## WHAT TO DO:
In the records below, find the line with "of the jagged" and repeat it and every line after it, exactly, without any pictures.

## RECORD EXCERPTS:
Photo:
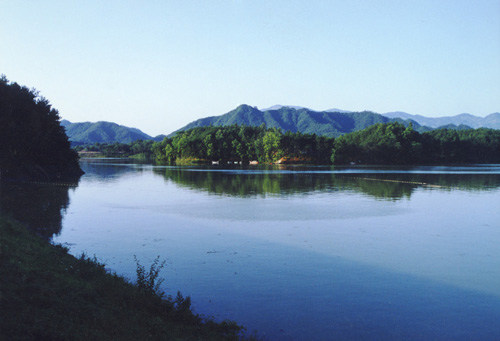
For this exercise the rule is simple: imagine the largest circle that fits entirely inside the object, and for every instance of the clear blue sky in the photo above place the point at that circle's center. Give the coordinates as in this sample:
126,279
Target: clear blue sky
158,65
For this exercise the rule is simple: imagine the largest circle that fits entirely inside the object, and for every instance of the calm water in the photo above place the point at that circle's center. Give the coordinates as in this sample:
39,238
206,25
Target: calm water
297,253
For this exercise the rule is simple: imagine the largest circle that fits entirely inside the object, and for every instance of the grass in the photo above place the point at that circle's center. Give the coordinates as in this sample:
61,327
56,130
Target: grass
47,294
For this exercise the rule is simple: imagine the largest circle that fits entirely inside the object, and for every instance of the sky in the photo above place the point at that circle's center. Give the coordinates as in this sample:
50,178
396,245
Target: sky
158,65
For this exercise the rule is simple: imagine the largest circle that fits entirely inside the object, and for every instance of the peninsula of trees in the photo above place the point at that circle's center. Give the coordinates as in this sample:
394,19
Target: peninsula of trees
389,143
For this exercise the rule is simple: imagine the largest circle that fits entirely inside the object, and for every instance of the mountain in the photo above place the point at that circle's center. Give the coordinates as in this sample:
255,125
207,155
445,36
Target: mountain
296,119
490,121
103,132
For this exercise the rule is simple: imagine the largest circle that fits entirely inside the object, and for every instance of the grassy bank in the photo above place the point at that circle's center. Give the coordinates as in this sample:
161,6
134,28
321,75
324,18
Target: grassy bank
47,294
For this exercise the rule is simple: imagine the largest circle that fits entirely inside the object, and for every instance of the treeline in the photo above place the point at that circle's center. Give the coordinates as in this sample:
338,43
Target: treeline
141,148
243,144
390,143
33,144
393,143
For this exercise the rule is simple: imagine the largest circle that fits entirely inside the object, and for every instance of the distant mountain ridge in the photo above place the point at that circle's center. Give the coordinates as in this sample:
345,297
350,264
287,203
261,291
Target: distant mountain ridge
296,119
103,132
490,121
336,122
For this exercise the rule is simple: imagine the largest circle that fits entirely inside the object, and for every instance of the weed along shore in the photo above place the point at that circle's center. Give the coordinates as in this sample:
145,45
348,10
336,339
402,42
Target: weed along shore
47,294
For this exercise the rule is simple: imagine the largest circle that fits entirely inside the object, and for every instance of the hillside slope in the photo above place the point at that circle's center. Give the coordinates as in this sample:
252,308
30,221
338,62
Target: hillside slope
102,132
295,120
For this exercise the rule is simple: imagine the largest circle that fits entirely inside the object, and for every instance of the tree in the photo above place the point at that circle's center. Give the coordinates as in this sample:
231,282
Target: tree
33,144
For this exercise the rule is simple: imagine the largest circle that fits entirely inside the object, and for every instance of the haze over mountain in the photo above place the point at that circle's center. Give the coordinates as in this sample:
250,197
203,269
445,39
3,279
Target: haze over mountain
103,132
490,121
331,122
296,119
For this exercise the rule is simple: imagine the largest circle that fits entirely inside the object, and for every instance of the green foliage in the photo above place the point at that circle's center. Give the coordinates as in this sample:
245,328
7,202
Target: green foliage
242,144
148,281
33,144
331,124
142,148
47,294
393,143
102,132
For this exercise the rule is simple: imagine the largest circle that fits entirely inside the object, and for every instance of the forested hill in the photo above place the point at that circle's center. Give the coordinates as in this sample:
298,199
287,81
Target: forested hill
491,121
303,120
33,144
103,132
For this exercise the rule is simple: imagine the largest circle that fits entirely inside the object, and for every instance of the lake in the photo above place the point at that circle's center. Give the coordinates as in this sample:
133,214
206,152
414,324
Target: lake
295,252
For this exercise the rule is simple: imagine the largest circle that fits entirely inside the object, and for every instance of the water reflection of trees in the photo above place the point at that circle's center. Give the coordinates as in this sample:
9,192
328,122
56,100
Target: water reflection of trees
39,206
390,186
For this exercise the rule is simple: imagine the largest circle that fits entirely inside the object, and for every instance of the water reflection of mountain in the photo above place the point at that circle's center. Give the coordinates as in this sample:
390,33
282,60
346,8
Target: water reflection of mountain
381,185
39,206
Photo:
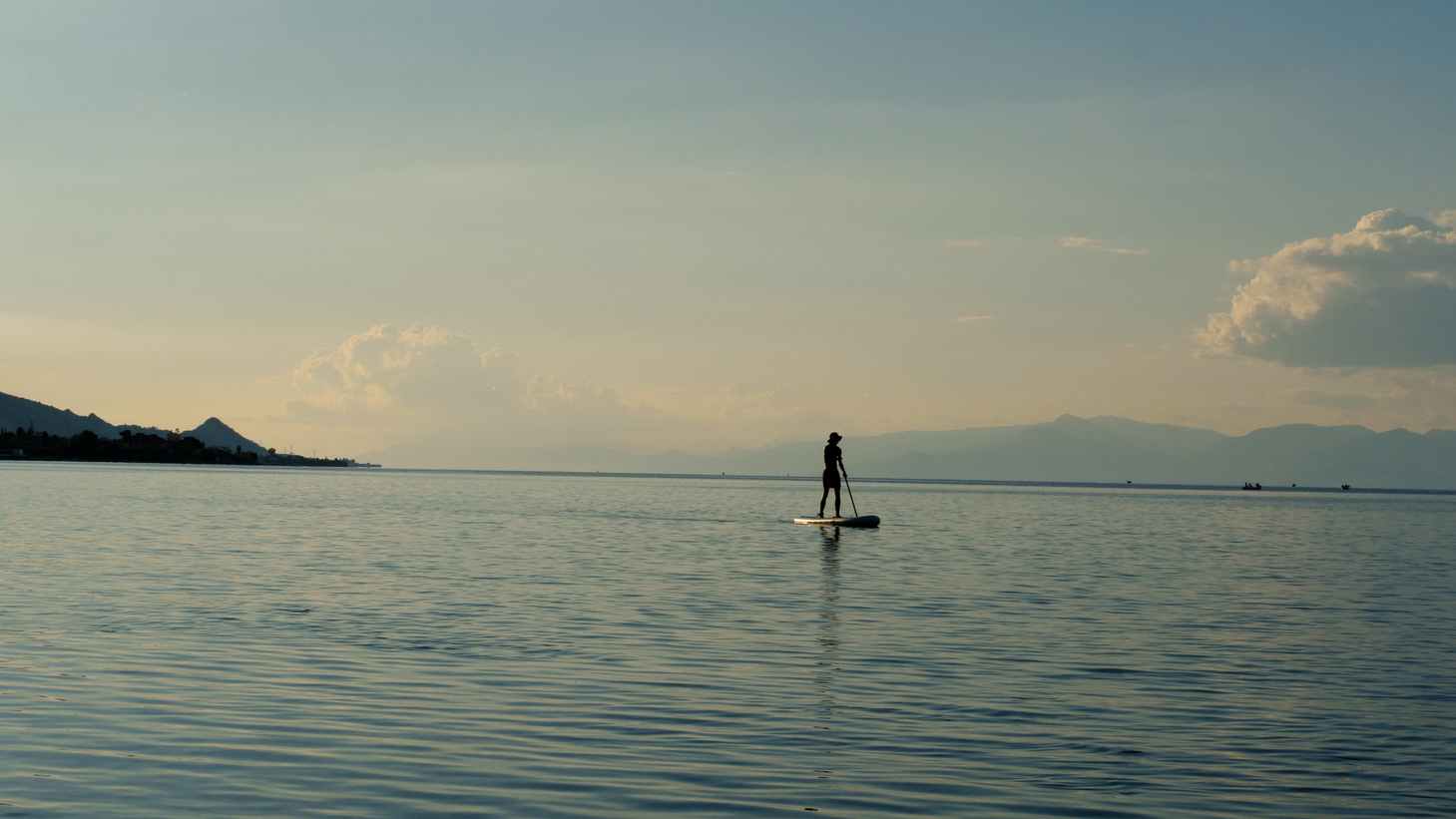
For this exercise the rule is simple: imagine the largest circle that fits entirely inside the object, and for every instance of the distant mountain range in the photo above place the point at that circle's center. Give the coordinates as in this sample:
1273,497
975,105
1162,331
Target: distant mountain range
24,413
1071,448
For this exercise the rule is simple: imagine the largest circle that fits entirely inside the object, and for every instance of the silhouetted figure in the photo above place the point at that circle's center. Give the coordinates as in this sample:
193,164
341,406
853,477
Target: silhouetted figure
833,464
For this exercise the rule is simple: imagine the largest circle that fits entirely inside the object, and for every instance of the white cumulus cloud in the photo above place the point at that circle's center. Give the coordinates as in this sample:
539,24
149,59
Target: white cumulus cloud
1382,294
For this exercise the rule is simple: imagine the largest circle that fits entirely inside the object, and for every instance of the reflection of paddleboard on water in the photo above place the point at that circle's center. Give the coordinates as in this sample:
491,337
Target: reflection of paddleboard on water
859,521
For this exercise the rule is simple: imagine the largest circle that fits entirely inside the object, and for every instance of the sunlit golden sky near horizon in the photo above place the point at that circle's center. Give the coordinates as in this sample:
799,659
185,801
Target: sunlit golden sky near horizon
704,225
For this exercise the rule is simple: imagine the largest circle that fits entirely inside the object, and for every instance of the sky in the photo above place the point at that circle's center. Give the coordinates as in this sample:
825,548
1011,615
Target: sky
348,225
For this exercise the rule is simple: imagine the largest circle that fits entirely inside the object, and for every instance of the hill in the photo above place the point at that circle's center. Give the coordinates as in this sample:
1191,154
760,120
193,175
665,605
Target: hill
24,413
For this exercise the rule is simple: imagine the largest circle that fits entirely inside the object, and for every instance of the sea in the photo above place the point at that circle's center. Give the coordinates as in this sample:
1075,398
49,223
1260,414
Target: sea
272,641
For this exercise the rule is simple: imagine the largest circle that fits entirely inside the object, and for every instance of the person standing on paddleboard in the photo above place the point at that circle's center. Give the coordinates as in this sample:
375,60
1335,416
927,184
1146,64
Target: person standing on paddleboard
833,464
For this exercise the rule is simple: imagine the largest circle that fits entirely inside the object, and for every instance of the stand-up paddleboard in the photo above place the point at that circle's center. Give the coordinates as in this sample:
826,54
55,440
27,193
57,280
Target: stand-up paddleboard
859,521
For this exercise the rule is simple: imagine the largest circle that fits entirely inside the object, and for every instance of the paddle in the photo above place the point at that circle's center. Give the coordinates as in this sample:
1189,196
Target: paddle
850,494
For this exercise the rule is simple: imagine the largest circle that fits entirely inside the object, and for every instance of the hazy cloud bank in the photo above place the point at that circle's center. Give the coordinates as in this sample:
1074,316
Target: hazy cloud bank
428,396
1382,294
1088,243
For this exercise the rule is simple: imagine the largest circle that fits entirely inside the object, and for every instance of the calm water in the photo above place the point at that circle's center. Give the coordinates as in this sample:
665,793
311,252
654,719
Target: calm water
247,641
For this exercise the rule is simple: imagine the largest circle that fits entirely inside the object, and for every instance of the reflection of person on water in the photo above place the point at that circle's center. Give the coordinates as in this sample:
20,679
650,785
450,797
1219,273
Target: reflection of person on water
833,464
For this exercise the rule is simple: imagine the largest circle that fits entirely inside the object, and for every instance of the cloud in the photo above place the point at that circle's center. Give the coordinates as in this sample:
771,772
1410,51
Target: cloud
1088,243
1382,294
1348,402
430,396
415,368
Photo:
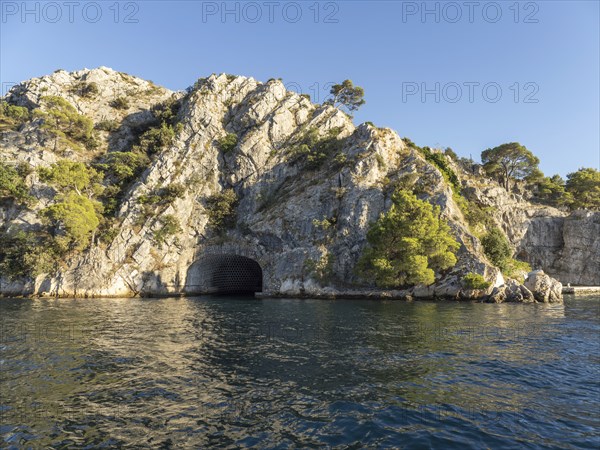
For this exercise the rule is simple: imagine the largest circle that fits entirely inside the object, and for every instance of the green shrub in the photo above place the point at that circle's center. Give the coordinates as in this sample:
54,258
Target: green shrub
107,125
164,195
12,182
69,175
169,227
86,90
407,244
221,209
228,142
584,187
27,254
496,247
314,150
65,124
439,160
120,103
75,217
123,167
12,117
475,281
321,269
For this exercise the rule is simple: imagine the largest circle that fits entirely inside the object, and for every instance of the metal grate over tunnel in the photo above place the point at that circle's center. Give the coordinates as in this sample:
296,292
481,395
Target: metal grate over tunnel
224,274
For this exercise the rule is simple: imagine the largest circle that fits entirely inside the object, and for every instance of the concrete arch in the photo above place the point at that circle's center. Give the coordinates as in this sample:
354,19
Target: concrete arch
224,273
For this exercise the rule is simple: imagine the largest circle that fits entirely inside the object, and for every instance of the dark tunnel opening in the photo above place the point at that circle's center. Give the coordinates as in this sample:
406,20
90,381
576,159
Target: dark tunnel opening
225,275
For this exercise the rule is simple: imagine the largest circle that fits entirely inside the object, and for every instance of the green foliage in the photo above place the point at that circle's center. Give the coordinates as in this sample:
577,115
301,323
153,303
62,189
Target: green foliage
12,117
451,154
477,215
107,125
584,187
156,139
321,269
26,254
551,191
324,224
475,281
12,182
440,161
123,167
509,162
170,226
347,95
221,209
72,175
228,142
163,196
315,150
408,244
496,247
498,250
120,103
75,217
85,90
65,124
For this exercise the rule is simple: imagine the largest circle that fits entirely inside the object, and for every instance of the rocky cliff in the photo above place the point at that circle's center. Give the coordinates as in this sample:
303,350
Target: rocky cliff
302,213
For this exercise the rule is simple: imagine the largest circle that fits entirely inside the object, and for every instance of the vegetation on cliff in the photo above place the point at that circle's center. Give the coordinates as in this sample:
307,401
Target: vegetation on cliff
408,244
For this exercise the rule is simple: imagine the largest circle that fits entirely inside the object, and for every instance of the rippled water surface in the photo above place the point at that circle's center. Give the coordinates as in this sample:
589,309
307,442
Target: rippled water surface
234,372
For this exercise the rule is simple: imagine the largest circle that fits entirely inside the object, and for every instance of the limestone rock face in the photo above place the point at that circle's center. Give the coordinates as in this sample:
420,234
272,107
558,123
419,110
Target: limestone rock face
290,217
545,289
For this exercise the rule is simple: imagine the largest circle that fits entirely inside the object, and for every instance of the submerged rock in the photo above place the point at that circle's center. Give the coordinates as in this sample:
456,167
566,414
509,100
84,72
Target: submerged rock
305,224
545,288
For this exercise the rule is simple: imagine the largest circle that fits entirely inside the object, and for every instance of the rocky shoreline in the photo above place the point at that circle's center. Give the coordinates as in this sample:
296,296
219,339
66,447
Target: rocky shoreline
305,223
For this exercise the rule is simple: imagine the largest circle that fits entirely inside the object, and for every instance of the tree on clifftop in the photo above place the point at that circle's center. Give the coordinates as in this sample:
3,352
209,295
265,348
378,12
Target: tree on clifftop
508,162
584,186
408,244
347,95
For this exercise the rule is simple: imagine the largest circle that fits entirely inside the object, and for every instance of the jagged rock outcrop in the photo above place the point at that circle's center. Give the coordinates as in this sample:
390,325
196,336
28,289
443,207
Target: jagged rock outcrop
544,288
282,207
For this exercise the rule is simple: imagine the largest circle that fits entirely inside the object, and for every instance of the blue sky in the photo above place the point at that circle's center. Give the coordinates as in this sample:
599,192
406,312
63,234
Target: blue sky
527,73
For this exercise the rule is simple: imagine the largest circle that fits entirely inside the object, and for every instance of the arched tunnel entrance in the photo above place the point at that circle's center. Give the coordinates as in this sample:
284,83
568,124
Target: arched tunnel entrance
224,275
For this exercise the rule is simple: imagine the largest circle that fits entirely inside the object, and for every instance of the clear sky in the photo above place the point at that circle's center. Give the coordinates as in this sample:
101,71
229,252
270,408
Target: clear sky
507,71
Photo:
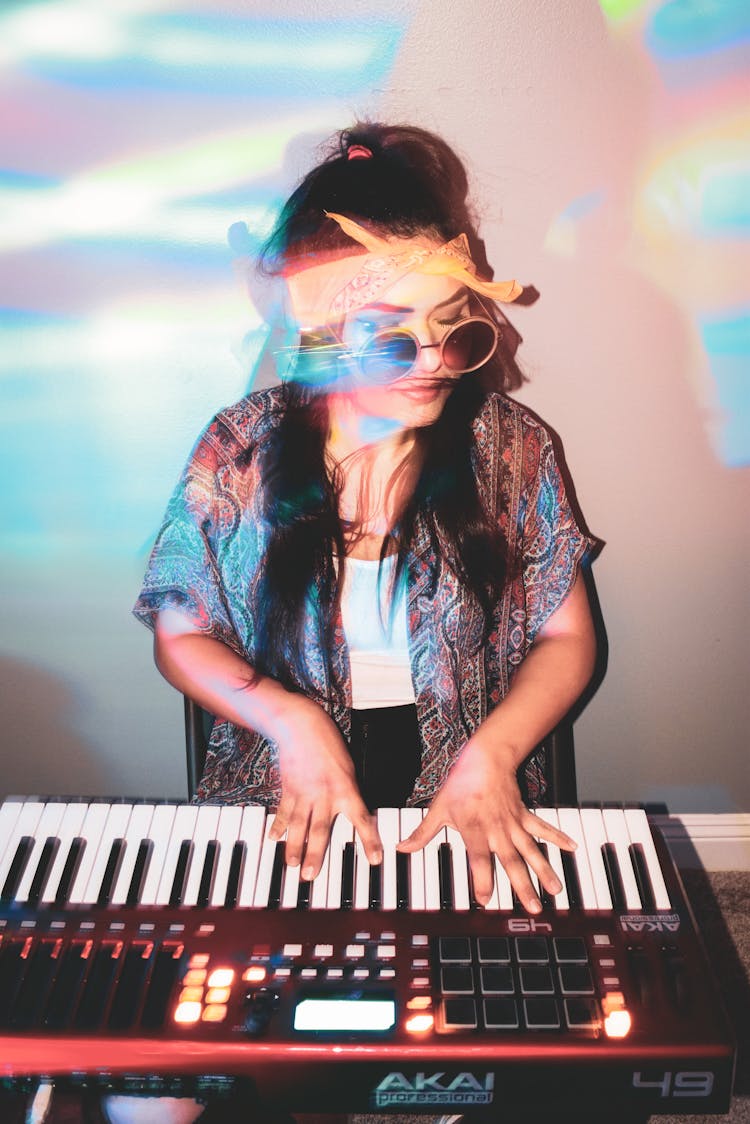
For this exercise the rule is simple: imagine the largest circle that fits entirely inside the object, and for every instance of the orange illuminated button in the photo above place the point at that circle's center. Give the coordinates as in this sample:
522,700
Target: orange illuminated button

## RESPONSE TO THE EXERCISE:
For this exercise the rule is simple: imagine the largest circle that fits entirely inside the object, and for every instance of the jagged rock outcrop in the photo above place the point at that circle's center. Give the coordinates as in this sample:
390,325
196,336
28,289
443,207
Target: jagged rock outcrop
544,288
282,207
For this exercise the rule is simple: imagine the largest circle that fits entirely inside the object, and for every instance of the blue sky in the photo above place the point at that circle's center. Give the coordinates as in this sample:
599,192
406,312
63,234
Target: blue sky
527,73
For this exercise the rule is simple: imagine the largest circle that fits entirely inside the object, and for every instance of the arched tunnel entrance in the photo above place the point at that circle's center. Give the coordinates as in this sample:
284,83
568,124
Target: arched tunnel entrance
224,275
For this exercise the rule is simple: imagine the largest circle that fits entirely inside the object, and for every instance of the clear sky in the photo above place the point at that circle's center. Give the coordinates as in this sample:
101,71
229,252
270,408
Target: clear sky
507,71
Photo:
For this exercise the rule is simple: imagine the largest circle that fits entirely inside the object, and for every instance of the orange illuminated button in the photo above place the point at that circle's center. Give the coordinates as in this sample:
522,700
Target: orange illuminated button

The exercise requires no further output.